• **Extracted text**:
****************

The word ars is very broad, and "art" might not do it full justice. In this use I might translate it as "field", so that ars physica is "the field of physics".
There are a lot of fields that come with an ars in Latin. Often the ars is left out and the adjective alone can refer to the field. Since ars is feminine, the adjective is in feminine form: physica, chemica, musica…
I am less familiar with Greek, but I've understood that τέχνη behaves very similarly to ars. In the specific case of physics, also the words ἀκρόασις and ἐπιστήμη are relevant. But if you want more details on Greek, do ask a separate question; this remark is only a pointer.
Physicae artis is physica ars in its genitive form. If physica ars is translated as "physics", then physicae artis is "of physics". The genitive has many uses in Latin, and the literal translation with "of" is not always good. For example, the word gratia requires a genitive, as was mentioned in my answer to your previous question.
When a pair consisting of a noun and an adjective is declined to different forms, both words are declined. In "physics of the art" only the arty part is in genitive. If we translate "physics" as physica, then "physics of the art" is physica artis. Observe the difference: the first word is physica, not physicae.
If you translate "physics" with the full ars physica, then "physics of the art" would be ars physica artis.
What Google Translate gave you is otherwise correct, but it did not mention that you got a genitive. In general, Google Translate is very untrustworthy with Latin, so take anything it offers with a truckload of salt.

****************

• **Assigned task a**: In the note on the Latin word ars, what is the genitive form of physica ars?

****************

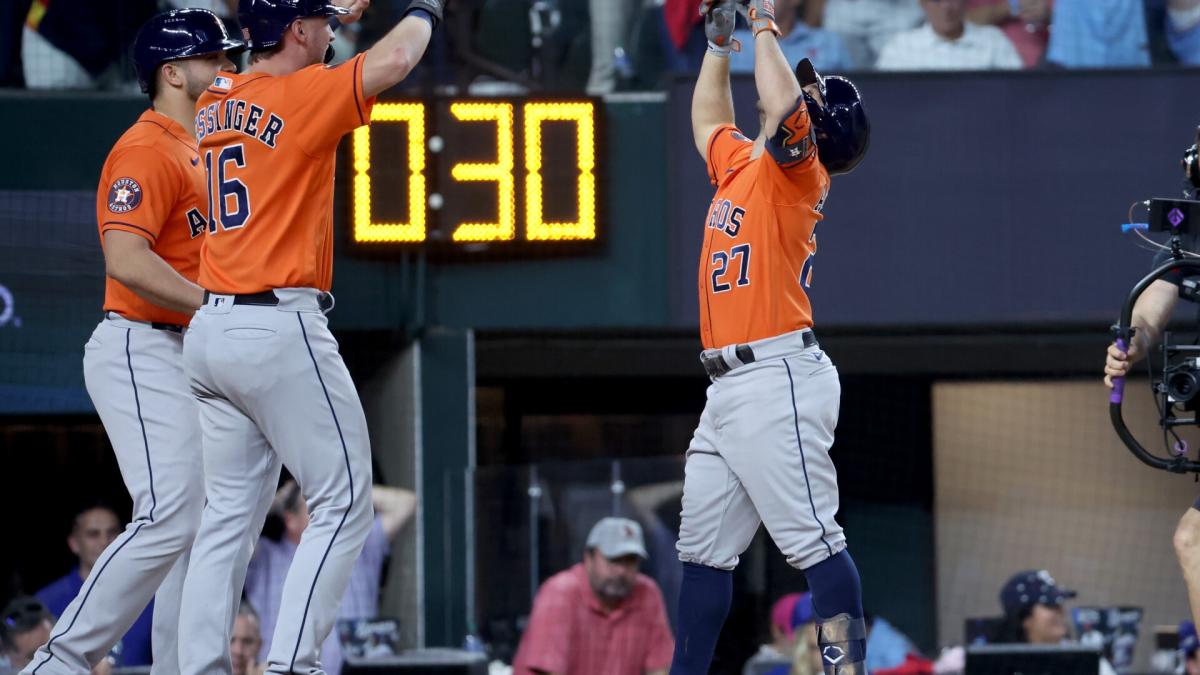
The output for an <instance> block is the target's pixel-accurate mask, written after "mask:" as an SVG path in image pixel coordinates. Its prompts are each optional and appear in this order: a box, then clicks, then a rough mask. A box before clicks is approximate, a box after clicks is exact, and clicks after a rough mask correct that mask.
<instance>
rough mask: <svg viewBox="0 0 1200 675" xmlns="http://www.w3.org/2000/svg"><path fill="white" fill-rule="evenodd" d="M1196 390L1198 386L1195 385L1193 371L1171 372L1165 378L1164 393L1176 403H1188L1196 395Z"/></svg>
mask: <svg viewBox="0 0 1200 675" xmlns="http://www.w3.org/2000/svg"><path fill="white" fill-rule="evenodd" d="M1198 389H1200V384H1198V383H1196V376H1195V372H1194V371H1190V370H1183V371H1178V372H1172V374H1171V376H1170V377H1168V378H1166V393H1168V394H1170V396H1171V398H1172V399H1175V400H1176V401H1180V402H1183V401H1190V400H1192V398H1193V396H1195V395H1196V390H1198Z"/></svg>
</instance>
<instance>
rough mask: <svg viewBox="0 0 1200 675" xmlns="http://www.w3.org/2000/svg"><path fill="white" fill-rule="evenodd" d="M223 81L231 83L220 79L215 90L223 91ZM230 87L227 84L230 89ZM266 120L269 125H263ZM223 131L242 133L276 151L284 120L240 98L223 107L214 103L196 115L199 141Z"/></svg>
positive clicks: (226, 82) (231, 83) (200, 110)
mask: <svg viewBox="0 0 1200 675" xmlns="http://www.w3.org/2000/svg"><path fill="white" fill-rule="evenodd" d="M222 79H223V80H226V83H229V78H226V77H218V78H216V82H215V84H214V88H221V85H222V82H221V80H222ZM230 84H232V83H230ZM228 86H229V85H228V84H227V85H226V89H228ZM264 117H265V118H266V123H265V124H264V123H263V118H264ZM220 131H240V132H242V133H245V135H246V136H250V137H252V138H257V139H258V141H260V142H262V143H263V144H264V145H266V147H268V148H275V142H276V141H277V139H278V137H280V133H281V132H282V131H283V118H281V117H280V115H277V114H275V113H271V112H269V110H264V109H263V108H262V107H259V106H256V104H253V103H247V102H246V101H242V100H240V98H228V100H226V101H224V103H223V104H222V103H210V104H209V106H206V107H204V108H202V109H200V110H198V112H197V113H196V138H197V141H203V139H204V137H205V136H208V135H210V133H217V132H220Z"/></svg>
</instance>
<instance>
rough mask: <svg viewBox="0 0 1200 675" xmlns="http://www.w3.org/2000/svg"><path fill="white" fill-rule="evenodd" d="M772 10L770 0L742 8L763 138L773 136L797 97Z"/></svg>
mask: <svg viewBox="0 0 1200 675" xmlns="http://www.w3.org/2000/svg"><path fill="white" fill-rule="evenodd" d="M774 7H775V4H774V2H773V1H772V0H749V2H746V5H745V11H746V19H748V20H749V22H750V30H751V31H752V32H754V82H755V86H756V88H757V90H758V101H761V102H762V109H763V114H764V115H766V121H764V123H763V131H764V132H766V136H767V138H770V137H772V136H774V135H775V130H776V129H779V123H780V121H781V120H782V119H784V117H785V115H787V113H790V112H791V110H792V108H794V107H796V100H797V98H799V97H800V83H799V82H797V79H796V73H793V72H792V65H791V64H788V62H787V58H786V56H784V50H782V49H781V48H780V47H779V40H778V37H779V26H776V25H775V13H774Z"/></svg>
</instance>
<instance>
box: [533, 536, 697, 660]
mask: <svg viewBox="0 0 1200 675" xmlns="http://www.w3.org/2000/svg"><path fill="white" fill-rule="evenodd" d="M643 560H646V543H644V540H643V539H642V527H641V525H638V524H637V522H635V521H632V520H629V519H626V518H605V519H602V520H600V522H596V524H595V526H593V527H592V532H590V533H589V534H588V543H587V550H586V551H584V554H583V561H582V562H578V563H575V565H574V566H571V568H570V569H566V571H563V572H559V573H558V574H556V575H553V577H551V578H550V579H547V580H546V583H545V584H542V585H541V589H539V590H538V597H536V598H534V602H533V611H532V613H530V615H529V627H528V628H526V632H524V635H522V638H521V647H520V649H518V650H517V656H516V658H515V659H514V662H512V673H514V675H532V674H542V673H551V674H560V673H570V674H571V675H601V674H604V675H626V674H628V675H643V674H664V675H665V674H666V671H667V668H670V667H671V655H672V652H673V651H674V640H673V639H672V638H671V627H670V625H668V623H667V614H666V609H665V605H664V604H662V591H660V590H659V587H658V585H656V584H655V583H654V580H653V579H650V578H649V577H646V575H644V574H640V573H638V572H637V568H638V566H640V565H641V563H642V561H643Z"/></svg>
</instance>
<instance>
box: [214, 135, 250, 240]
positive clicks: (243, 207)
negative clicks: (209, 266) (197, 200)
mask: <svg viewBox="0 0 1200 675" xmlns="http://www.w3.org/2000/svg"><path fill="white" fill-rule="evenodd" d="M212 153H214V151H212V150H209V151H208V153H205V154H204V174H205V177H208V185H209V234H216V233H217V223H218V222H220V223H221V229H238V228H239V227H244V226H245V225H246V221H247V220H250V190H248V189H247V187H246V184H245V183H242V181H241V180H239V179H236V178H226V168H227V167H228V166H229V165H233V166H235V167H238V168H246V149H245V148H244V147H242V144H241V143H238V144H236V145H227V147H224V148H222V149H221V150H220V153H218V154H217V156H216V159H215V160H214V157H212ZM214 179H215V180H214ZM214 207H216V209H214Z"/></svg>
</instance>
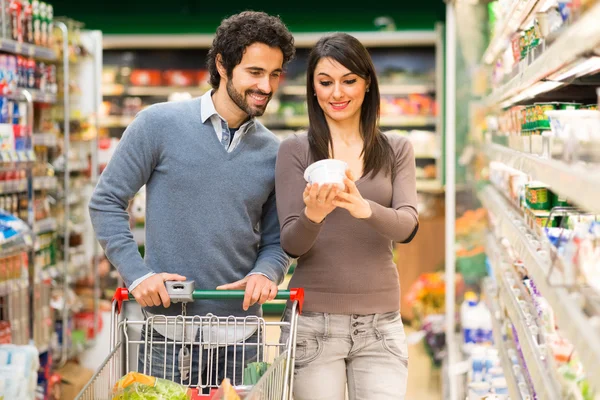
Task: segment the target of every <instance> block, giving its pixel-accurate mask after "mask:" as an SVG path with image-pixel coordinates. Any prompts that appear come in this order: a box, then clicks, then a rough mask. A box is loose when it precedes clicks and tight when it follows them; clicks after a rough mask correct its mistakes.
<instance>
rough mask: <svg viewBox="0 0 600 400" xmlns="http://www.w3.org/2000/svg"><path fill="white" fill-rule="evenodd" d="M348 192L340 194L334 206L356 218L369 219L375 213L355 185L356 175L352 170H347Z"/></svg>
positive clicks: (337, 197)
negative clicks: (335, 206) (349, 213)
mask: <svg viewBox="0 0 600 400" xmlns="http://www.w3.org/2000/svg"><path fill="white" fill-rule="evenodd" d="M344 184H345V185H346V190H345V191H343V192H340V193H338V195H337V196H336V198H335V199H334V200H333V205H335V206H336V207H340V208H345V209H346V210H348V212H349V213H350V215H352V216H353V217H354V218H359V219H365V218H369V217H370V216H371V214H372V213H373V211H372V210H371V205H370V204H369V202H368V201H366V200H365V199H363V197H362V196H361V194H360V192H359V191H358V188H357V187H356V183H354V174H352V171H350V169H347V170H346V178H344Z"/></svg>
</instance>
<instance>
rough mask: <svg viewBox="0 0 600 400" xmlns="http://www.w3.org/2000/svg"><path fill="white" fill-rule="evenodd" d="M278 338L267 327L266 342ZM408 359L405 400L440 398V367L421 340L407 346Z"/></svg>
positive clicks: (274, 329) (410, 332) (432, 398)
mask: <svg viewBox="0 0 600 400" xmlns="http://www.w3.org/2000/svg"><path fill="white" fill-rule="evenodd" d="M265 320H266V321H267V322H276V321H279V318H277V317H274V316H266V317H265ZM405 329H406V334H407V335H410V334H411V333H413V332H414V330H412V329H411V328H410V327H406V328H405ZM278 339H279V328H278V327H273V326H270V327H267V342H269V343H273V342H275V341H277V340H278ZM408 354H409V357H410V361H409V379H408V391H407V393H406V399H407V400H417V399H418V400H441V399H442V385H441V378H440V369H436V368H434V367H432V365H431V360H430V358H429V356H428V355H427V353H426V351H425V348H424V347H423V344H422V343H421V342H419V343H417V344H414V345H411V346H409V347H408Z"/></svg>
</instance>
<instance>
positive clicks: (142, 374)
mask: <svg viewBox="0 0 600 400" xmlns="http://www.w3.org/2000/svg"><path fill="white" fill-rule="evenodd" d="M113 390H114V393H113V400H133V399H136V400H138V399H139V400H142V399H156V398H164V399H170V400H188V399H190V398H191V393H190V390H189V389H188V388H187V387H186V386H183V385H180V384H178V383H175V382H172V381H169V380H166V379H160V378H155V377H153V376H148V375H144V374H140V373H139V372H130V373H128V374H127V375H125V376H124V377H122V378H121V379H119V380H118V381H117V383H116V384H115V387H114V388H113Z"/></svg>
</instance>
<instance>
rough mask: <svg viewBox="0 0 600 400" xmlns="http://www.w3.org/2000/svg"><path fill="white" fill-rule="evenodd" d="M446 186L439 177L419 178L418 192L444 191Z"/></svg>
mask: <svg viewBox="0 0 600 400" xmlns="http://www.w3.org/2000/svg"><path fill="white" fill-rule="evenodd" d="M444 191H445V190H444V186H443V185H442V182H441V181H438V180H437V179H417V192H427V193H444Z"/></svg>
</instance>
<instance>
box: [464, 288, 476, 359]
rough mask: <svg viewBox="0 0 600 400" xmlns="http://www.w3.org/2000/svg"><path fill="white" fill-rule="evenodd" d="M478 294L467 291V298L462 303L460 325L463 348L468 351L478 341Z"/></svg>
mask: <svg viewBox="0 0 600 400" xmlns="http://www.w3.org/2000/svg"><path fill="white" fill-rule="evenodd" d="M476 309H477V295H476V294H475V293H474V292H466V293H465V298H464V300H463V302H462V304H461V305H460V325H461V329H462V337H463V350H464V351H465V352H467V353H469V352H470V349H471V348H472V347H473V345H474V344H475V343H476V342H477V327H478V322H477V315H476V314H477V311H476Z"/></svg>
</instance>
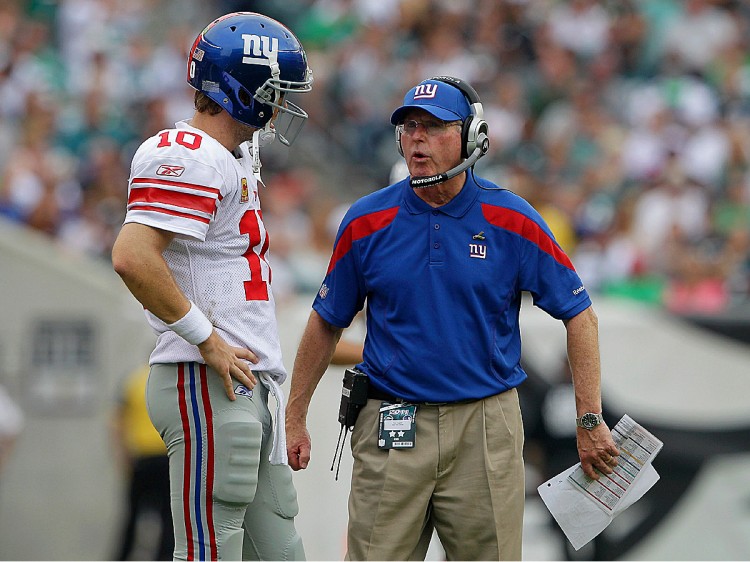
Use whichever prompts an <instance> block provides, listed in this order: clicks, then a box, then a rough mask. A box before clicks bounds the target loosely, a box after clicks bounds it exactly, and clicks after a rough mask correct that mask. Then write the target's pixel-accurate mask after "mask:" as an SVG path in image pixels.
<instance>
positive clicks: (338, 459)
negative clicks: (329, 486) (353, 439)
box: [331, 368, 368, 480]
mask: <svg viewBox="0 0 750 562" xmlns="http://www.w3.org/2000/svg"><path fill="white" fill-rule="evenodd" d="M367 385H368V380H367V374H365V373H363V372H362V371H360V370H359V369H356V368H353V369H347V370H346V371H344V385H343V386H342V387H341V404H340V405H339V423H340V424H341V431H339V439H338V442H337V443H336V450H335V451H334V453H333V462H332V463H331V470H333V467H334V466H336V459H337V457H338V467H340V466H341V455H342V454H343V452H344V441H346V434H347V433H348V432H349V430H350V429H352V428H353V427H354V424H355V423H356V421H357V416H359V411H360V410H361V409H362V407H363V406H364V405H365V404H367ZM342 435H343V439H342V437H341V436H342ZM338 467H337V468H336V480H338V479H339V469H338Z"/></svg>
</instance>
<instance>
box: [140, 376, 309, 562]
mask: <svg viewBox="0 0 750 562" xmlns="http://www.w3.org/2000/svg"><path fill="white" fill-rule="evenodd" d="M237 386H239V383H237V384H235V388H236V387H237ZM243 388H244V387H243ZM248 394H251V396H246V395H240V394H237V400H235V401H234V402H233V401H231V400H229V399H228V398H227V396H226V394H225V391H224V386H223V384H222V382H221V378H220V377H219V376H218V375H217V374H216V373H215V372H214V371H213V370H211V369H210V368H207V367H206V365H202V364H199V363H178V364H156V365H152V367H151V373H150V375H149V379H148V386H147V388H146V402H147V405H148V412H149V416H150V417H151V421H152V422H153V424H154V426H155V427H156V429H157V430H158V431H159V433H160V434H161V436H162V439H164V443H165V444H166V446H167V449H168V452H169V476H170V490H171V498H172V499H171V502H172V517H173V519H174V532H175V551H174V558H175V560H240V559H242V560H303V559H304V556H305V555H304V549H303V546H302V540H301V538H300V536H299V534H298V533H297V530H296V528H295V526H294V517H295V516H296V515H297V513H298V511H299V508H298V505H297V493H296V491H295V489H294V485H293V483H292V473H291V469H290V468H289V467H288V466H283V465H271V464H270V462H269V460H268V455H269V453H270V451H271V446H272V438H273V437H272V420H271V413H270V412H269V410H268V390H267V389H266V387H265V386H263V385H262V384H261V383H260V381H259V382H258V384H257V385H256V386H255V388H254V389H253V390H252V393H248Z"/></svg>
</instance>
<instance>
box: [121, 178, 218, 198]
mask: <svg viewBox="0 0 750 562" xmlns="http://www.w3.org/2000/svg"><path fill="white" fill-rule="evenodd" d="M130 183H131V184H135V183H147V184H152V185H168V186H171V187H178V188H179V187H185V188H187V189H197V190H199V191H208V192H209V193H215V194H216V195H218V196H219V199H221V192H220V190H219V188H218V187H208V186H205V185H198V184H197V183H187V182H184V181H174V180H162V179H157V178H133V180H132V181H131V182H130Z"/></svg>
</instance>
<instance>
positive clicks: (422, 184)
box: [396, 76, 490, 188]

****************

• **Assigned task b**: Output the lines of the listing exactly, starting at its beginning and ending with the line that contains "390L1198 386L1195 385L1193", both included, and omit the picture.

• **Exercise output a**: Physicae artis

• **Exercise output b**:
The output for an <instance> block is the target's pixel-accurate mask, written after "mask:" as an SVG path in image pixel coordinates. Its prompts are each optional and appear in this order: a box, then clicks, then a rough mask. A box before clicks is approximate, a box after clicks is exact, and clicks after a rough mask correct that mask.
<instance>
rough mask: <svg viewBox="0 0 1200 675" xmlns="http://www.w3.org/2000/svg"><path fill="white" fill-rule="evenodd" d="M1196 390L1198 386L1195 385L1193 371L1171 372L1165 378L1164 393L1176 403H1188L1196 395Z"/></svg>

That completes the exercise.